Could you filter the records below and keep only the lines with the word "track"?

TASK MATERIAL:

──────────

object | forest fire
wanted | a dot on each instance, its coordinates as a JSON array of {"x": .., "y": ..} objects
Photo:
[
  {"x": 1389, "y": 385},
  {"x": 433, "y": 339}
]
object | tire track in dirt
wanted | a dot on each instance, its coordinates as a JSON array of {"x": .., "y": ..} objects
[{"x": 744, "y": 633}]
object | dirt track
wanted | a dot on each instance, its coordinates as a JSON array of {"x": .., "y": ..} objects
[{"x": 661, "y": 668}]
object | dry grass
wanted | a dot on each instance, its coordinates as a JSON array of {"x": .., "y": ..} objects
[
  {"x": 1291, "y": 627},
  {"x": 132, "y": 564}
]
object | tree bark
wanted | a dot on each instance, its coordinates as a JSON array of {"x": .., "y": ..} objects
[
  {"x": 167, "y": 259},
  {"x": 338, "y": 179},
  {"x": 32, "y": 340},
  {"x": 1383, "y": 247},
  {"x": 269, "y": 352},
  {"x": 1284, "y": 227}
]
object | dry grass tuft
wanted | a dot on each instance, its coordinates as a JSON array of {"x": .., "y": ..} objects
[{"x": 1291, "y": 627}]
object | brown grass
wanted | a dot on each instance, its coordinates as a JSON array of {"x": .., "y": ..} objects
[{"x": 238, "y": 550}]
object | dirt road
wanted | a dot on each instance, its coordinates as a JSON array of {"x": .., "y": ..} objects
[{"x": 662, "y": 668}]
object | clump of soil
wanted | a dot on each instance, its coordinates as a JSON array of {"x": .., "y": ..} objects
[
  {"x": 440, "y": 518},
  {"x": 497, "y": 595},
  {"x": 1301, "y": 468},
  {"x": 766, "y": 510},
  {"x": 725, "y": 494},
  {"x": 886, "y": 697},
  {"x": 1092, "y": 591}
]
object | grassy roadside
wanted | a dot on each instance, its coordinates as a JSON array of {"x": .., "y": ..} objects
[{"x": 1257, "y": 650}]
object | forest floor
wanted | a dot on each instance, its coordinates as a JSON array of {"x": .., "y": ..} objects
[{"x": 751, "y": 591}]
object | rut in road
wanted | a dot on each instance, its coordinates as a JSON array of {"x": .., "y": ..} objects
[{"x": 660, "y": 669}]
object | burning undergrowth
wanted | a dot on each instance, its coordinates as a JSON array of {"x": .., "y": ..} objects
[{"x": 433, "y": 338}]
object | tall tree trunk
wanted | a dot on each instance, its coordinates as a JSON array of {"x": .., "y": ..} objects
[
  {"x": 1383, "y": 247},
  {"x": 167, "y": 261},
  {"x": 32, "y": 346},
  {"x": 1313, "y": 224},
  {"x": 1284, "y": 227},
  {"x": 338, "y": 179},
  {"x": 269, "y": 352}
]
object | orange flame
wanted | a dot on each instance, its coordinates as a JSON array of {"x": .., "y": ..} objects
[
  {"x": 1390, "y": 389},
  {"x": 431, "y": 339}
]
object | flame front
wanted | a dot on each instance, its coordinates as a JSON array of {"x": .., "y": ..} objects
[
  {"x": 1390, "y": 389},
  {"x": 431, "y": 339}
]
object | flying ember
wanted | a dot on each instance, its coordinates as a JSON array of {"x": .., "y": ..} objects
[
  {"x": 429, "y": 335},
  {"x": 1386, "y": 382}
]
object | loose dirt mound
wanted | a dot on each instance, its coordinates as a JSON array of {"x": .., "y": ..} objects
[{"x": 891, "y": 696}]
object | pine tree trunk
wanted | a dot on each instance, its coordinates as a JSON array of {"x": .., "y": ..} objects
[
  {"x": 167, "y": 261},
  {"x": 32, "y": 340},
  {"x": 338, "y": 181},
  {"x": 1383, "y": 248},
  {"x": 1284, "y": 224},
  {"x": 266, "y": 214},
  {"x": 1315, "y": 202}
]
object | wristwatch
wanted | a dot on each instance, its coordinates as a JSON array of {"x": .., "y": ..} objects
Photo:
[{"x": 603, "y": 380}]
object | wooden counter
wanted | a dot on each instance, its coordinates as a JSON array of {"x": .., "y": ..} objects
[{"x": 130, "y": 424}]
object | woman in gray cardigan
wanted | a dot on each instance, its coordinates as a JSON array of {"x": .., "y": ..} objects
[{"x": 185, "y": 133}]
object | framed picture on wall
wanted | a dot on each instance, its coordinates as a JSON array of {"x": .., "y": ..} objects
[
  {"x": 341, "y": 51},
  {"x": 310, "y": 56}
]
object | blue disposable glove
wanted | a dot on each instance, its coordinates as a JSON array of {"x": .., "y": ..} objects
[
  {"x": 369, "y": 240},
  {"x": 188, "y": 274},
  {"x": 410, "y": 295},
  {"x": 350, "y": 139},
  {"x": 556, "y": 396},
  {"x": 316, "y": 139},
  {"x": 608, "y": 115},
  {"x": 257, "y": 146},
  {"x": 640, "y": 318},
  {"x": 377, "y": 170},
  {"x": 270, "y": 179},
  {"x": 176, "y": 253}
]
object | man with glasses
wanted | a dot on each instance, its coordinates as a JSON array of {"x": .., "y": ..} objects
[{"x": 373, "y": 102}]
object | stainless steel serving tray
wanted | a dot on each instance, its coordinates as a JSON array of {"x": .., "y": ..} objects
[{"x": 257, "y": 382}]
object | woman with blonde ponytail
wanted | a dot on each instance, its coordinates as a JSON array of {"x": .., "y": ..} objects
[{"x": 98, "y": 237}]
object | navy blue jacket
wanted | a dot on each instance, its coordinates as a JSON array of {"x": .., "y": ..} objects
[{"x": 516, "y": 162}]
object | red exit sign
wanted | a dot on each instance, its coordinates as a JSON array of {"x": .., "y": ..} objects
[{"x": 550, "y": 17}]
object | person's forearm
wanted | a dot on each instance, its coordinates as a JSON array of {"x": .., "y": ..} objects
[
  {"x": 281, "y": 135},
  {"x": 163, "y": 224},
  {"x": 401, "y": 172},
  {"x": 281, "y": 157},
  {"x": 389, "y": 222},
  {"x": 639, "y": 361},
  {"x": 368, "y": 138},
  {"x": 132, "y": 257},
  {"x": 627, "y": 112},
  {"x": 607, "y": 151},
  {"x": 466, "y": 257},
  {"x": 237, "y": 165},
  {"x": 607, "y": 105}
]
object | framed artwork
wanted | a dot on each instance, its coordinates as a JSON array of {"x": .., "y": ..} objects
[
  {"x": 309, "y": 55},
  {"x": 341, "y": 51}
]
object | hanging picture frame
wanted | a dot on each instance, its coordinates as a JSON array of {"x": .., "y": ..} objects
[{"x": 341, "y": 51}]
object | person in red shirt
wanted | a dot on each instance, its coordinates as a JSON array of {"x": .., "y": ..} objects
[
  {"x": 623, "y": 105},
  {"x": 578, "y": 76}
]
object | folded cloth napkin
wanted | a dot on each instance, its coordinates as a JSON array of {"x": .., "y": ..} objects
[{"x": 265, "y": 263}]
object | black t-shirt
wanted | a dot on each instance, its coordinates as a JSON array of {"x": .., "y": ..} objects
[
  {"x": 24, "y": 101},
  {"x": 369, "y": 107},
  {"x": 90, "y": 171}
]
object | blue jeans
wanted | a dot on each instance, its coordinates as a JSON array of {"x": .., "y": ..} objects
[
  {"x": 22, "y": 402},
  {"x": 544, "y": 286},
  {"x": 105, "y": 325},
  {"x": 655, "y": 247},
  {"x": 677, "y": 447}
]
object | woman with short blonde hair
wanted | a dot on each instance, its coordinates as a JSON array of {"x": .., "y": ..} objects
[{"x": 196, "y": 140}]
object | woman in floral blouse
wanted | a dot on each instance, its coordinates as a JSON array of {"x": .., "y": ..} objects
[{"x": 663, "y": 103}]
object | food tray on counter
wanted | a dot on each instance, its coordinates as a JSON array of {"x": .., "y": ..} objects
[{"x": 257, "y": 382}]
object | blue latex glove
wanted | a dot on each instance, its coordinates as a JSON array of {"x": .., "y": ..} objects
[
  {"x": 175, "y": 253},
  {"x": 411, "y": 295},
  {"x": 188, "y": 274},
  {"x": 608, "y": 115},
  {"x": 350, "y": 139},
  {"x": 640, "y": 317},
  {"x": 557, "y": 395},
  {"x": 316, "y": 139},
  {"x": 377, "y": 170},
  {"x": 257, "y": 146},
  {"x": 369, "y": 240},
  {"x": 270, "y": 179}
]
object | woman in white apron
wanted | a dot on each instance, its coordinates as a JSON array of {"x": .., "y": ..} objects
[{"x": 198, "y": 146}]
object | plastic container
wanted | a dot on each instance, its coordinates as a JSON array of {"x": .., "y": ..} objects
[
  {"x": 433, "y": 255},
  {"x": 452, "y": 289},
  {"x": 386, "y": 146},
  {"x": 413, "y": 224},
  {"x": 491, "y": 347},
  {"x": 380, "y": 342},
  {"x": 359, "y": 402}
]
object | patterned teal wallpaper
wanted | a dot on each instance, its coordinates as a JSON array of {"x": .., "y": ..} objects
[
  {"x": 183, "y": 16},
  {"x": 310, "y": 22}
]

──────────

TASK RESULT:
object | tire track in dirt
object | dirt track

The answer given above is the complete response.